-- start Page excerpt --
In order to design an efficient service oriented
P2P network, we can therefore work two distinct
scenarios. If a service is considered to be critical to
the proper functioning of an application and it is not
publically available at the internet, a JXTA-SOAP
proxy should always be created to guarantee its
widespread availability (we are, of course, excluding
those Web Services already created on Axis with
this framework). If not, creating a P2P proxy is a
matter of convenience – when setting up a services
network one is aware that availability could be
compromised depending on the network topology
and security policies.
There is one final issue to be addressed: with
JXTA-SOAP created services or proxies, service
advertisement is accomplished transparently. Also,
one can add a flag to these advertisements to
indicate such services are being encapsulated by this
framework. All other services, however, have no
built in mechanism to make them known and
discoverable by the other nodes. To overcome such
limitation, and to avoid having to build a proxy for
every non Axis Web Service, we designed an
extension module which will be responsible for
handling these advertisements. The behaviour of this
module consists in reading a configuration file with
the location of the WSDL definitions of the services
it should handle and publishing the advertisements
(with the URL and the WSDL of the Web Service)
-- end Page excerpt --
-- start Task data --
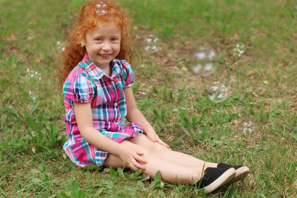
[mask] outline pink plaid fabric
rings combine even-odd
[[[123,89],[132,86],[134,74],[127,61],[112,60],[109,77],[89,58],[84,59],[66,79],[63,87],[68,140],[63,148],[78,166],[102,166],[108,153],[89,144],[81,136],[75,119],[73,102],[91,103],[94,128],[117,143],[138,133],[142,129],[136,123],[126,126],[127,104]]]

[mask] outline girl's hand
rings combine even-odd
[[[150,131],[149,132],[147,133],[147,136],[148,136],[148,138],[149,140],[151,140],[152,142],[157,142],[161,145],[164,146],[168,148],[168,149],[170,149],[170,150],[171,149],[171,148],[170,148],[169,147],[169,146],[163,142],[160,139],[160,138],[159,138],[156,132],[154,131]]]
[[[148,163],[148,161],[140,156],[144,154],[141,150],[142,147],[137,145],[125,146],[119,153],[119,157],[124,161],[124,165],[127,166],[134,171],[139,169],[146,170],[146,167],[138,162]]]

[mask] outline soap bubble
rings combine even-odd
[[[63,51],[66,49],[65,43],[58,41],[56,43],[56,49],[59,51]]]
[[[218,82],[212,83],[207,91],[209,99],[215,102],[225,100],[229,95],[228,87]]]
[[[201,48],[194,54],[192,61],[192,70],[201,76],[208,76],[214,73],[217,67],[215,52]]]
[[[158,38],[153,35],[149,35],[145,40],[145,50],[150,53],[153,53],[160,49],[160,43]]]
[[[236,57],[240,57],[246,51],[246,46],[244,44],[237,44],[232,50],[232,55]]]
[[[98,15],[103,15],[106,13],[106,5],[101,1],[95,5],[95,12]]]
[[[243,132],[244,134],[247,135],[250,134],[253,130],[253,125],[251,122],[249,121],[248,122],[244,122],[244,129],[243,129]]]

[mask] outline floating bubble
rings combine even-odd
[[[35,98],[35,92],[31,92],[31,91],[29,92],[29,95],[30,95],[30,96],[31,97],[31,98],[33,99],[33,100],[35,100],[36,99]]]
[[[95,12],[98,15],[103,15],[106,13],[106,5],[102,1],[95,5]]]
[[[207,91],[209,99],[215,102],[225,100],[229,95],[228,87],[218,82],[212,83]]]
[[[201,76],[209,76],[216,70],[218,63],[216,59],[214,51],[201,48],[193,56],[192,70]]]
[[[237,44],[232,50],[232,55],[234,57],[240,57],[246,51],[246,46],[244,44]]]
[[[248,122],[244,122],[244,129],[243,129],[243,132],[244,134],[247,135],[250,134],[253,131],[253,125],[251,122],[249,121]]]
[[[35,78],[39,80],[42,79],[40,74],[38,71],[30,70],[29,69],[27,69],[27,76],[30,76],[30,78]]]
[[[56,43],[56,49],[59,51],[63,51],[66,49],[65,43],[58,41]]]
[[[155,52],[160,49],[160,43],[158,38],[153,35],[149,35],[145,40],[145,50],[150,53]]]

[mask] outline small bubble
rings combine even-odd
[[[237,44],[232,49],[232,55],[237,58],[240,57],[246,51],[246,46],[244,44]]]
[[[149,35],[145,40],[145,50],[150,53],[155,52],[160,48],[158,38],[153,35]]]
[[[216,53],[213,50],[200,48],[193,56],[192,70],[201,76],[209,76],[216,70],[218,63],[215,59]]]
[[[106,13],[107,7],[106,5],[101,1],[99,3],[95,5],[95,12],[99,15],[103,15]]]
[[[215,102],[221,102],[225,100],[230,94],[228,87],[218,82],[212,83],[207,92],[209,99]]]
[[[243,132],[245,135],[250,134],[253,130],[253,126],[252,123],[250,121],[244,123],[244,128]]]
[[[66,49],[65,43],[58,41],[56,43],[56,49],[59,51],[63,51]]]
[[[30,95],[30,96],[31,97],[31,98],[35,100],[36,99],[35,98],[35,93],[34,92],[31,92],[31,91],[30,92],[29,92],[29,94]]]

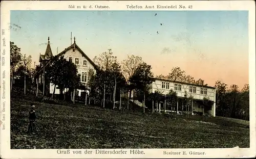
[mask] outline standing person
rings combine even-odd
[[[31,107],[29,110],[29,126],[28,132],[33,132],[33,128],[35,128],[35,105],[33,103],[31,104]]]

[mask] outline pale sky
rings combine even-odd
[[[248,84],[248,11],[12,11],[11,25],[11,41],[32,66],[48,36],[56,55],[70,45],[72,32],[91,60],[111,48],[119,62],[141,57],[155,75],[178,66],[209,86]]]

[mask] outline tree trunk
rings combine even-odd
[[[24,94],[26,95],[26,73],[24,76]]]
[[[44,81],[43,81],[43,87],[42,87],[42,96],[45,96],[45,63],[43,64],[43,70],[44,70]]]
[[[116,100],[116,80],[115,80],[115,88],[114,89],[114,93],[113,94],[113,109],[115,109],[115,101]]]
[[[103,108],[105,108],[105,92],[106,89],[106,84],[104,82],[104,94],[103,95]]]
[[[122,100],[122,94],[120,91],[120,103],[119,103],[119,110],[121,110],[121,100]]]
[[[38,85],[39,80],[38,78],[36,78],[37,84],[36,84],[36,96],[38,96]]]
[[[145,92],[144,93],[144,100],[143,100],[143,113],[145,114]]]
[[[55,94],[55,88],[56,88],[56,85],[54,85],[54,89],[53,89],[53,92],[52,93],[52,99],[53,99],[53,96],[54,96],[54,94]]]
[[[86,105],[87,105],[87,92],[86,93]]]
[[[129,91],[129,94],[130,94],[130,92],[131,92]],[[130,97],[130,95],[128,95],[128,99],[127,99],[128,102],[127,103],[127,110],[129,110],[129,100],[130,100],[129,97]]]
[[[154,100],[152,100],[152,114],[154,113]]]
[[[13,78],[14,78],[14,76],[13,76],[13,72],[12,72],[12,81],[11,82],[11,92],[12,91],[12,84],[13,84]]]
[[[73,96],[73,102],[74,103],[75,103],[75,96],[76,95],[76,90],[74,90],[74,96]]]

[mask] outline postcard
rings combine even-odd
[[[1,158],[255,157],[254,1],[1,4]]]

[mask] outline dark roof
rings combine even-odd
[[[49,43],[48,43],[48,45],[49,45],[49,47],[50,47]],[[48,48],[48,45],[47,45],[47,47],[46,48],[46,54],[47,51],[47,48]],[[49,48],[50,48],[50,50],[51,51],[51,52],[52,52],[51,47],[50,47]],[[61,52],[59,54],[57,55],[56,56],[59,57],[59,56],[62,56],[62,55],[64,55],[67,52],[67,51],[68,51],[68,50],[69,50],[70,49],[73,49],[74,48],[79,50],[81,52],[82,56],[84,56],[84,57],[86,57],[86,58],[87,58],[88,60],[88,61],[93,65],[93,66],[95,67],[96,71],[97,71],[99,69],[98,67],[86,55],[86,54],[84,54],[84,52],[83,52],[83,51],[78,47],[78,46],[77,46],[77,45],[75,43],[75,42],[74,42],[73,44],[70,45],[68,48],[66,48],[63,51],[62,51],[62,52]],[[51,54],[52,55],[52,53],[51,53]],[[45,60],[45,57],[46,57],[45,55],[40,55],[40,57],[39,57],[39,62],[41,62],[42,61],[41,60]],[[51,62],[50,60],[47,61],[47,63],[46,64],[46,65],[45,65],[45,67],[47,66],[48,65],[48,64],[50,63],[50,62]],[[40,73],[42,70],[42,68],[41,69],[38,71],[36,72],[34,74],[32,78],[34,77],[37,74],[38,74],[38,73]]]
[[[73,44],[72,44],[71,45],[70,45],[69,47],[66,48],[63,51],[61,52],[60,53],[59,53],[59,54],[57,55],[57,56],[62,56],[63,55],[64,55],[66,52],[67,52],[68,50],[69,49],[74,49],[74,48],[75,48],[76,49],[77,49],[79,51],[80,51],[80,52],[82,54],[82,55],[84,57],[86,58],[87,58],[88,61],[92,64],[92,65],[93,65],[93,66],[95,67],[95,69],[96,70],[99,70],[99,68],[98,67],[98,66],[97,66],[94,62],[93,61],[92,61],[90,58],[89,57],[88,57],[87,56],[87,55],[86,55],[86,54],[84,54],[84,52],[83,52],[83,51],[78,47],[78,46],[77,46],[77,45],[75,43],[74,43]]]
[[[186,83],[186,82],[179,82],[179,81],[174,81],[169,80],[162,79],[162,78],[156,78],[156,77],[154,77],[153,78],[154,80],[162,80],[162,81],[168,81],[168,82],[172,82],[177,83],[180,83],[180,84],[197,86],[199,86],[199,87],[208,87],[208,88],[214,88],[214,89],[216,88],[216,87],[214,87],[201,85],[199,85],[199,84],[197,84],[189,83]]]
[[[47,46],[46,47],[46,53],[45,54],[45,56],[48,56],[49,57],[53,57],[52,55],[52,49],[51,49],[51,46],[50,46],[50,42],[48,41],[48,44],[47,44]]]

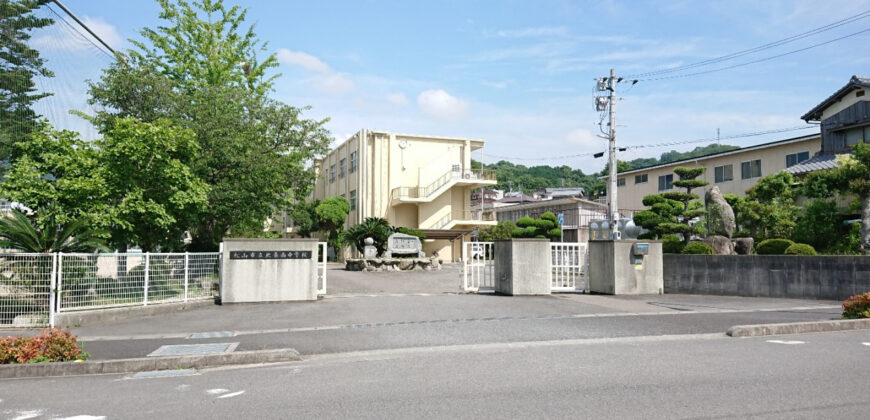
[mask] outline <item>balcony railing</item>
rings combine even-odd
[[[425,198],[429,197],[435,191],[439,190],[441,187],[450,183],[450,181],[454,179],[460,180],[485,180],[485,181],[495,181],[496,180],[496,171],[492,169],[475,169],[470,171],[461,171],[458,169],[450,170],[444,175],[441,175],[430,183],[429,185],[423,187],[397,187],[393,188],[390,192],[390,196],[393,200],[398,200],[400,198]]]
-- end Task data --
-- start Task data --
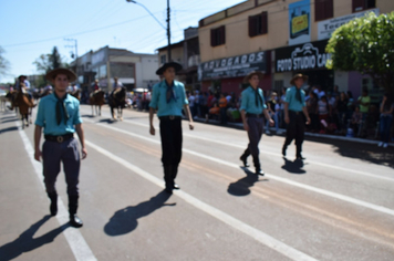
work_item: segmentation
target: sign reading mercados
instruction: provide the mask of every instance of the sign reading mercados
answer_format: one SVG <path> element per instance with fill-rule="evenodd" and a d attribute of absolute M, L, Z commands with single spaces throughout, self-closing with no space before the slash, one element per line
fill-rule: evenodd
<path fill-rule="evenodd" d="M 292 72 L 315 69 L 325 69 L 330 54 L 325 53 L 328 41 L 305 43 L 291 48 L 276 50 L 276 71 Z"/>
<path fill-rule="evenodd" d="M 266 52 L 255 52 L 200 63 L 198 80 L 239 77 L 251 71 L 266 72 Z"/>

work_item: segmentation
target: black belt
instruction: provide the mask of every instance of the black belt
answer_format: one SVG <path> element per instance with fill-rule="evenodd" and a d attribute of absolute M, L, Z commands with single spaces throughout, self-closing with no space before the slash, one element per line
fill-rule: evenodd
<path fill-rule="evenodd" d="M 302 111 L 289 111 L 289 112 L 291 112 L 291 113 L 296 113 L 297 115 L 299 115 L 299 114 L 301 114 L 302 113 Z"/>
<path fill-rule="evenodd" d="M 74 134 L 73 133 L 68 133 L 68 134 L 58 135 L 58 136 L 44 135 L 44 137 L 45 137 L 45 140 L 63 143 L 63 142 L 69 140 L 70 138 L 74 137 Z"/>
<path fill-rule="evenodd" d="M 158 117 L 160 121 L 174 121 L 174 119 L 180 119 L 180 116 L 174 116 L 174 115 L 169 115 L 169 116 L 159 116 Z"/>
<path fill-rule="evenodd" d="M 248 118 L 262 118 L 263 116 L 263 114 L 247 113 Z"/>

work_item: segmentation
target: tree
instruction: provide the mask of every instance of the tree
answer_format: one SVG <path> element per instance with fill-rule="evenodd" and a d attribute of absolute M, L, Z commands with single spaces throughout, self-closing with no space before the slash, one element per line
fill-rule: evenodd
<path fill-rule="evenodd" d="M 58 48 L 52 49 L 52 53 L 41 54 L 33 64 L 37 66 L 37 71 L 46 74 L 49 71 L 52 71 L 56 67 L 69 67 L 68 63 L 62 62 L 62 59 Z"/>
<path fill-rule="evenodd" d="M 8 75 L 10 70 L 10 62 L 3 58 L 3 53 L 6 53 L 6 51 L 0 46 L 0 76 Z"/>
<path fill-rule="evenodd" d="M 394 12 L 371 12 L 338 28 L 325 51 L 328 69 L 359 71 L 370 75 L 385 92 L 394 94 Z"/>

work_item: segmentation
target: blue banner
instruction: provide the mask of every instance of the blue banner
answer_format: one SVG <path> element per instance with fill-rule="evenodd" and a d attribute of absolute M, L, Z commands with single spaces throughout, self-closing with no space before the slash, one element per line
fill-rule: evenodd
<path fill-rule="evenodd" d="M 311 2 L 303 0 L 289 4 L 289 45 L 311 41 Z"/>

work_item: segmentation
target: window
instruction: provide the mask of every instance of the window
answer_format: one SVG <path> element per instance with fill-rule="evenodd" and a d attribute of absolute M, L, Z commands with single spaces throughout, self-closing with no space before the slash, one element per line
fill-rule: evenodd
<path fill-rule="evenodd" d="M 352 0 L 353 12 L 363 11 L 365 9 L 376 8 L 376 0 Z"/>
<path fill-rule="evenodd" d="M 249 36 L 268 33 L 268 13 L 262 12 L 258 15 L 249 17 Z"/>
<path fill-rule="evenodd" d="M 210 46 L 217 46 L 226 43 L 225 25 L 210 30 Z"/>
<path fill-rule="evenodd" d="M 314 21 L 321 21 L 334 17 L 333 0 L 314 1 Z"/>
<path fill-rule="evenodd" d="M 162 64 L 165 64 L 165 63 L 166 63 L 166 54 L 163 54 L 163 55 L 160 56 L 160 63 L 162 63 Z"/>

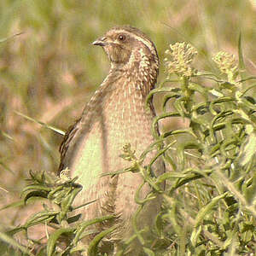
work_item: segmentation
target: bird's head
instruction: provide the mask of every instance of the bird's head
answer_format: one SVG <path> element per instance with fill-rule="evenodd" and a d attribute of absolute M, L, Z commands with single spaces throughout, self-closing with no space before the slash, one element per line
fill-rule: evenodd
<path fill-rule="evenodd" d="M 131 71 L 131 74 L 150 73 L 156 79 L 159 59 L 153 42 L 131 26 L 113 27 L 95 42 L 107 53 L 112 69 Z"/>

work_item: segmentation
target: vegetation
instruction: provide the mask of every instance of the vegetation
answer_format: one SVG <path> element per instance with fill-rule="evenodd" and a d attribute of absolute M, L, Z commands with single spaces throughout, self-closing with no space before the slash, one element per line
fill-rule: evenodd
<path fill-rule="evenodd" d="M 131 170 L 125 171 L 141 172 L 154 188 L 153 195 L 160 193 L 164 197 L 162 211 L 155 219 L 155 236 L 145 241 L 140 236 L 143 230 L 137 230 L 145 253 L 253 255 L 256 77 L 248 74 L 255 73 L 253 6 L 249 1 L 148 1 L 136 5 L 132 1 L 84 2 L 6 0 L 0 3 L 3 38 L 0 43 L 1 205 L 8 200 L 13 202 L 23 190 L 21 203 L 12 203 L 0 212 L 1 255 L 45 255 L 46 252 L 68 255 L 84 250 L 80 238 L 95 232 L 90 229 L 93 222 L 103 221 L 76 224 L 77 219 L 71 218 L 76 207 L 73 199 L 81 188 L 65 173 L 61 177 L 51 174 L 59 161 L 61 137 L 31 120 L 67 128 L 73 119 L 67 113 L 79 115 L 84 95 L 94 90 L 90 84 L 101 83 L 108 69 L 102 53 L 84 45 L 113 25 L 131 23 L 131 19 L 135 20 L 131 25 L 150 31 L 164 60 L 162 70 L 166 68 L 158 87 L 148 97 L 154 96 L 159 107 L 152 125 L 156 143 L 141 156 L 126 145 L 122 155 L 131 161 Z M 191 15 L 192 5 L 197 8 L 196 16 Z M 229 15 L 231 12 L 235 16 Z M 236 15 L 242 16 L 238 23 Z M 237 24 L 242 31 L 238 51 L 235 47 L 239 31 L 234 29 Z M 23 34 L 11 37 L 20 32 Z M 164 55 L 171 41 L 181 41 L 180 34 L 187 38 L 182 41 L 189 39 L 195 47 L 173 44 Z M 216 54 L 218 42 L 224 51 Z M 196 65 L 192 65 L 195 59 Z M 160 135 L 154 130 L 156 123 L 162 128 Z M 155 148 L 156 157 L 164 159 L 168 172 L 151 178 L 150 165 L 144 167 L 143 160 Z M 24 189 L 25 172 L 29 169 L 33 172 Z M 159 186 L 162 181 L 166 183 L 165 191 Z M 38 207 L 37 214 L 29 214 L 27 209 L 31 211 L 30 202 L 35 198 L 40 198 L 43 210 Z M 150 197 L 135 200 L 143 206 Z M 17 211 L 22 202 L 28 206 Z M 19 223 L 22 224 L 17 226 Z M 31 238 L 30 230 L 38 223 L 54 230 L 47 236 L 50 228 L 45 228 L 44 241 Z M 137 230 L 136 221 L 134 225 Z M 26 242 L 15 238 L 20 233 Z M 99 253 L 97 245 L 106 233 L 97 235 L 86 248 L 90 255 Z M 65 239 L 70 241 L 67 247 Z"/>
-- end Task data --
Exercise tasks —
1. Copy the part of the page excerpt on JXTA-SOAP service networks from "In order to" to "and security policies." word for word.
2. Count the lines in the rows that include the string "blue", with case mattering, and reply with the number alone.
The page excerpt has no connection to the rows.

Solutions to the tasks —
1.
In order to design an efficient service oriented
P2P network, we can therefore work two distinct
scenarios. If a service is considered to be critical to
the proper functioning of an application and it is not
publically available at the internet, a JXTA-SOAP
proxy should always be created to guarantee its
widespread availability (we are, of course, excluding
those Web Services already created on Axis with
this framework). If not, creating a P2P proxy is a
matter of convenience – when setting up a services
network one is aware that availability could be
compromised depending on the network topology
and security policies.

2. 2